» Article
— begin —

Personanondata: Yahoo (and Now Google) and The Semantic Web

Friday, February 25, 2011

Yahoo (and Now Google) and The Semantic Web

News from Google about their use of Micro formats reminded me of something Yahoo announced over two years ago. First here is a snip from the Google announcement:

That’s a tough problem with the current web, according to Google’s Jack Menzel, the company’s product management director for search, despite the apparent ease that Watson had besting human Jeopardy opponents.

“We are still grasping for the Holy Grail of natural language search,” Menzel said. “We take the approach that the internet exists, and it is so big and Wild West-like that you have to take it for what it is. It is this giant immutable thing that will do its own thing, despite what you want it to do.”

The dream of a structured web has proven nearly impossible to create in practice as it requires coordination on building specs and then that web page builders take the time to mark their pages up in complicated XML. A more grassroots effort, known as Microformats, has had more success by focusing on just a few kinds of data and making innovative use of HTML, the lingua franca of the web, to simplify publishing meta-data. Google introduced its own suggestions of how websites could start publishing Google-friendly meta-data in 2009 (such as how many stars a rating is), with its so-called Rich Snippets.

— end —

» Items
— begin —

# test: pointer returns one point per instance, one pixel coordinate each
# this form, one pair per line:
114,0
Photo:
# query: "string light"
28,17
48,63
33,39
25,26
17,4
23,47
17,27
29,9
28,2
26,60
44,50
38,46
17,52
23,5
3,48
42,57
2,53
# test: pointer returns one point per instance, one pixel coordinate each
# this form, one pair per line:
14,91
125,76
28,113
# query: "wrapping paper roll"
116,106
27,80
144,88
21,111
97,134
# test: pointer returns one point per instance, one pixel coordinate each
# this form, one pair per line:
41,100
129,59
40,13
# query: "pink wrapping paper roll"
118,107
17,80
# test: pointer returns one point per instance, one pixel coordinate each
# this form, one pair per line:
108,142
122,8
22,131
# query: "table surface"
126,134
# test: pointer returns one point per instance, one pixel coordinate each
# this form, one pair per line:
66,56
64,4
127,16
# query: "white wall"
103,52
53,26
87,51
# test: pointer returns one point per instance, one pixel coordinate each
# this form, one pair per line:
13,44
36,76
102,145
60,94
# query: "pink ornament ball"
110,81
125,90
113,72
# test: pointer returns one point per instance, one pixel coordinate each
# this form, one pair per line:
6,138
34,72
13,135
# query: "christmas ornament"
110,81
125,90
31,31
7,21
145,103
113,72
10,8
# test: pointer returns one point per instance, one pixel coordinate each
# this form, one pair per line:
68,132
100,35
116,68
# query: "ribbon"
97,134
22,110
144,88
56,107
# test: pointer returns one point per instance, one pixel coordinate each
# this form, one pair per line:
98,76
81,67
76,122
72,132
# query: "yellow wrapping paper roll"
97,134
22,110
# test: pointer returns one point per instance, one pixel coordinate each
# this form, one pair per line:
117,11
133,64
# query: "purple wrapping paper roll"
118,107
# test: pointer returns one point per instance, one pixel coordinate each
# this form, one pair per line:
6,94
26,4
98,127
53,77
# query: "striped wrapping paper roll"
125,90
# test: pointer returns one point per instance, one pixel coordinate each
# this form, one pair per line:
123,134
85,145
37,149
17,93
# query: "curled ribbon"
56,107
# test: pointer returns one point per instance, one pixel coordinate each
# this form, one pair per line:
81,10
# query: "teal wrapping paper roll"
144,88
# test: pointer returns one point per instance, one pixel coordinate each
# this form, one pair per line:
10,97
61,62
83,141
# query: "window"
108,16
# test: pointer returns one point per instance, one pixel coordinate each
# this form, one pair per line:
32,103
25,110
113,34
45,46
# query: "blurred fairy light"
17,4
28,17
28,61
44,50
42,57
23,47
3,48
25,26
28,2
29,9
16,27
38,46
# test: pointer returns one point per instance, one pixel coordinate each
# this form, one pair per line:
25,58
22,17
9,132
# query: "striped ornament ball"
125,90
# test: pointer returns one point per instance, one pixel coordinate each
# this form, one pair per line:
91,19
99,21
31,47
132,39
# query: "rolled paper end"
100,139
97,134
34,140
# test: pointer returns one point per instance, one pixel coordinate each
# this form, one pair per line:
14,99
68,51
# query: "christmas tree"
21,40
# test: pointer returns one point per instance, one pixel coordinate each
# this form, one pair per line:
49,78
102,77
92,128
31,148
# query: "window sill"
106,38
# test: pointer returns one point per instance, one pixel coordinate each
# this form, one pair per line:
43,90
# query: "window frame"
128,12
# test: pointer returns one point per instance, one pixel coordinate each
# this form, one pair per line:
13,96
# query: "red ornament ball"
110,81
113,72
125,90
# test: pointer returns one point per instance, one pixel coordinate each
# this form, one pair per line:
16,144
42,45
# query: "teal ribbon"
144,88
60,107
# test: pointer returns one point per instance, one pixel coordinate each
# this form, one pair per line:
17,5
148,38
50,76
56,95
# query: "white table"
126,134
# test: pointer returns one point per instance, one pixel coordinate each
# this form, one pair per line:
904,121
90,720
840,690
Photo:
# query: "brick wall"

— end —

» Prompt 1
In the post about Google, Yahoo and the semantic web, what job title does it give for Jack Menzel?
» Prompt 2
Carry the post about Google, Yahoo and the semantic web forward from its final sentence.

» Task result 1
Product management director for search at Google.

» Task result 2
And now for the first time, a mainstream search engine is built entirely around webpages that use microformats and other structured data.

So for instance, Google is able to show a searcher only Pho recipes that use tofu that take less than a half an hour to make, not by searching for pages that include the word “Pho” and “Tofu” and “Recipe”, but by actually knowing that a recipe for something called “Pho” has an ingredient “Tofu” and a listed cooking time of 1 hour (for example, the is done after publisher’s wrapping the word “1 Hour” in a defined HTML tag ()and then interpreting that in the search results ).

Here is the repost from March 14, 2008 (and some of what I comment on still applies):

In their continued strategic realignment and adoption of open standards, Yahoo has announced they are supporting a number of semantic web standards that will enable third parties (publishers) to augment and enhance native Yahoo search results. From Techcrunch:

A few details are being disclosed now, and Yahoo promises more in a few weeks. They are saying that they will support a number of microformats at the start: hCard, hCalendar, hReview, hAtom and XFN. They will support vocabulary components from Dublin Core, Creative Commons, FOAF, GeoRSS, MediaRSS, and others. They will support RDFa and eRDF markup to embed these into existing HTML pages. Finally, Yahoo will support the Amazon A9 OpenSearch specification with extensions for structured queries to deep web data.

There is a lot to get excited about in the Yahoo announcement(s) - and in reading the comments associated with the Techcrunch post others are interested as well - but perhaps the best thing to consider is that the weight of Yahoo will press faster adoption of some of these standards. In particular, microformats if adopted by publishers could/would change the rules of content syndication and lead to far wider distribution of publisher content. This in turn would lead to higher pass through traffic generating product or advertising sales for publishers.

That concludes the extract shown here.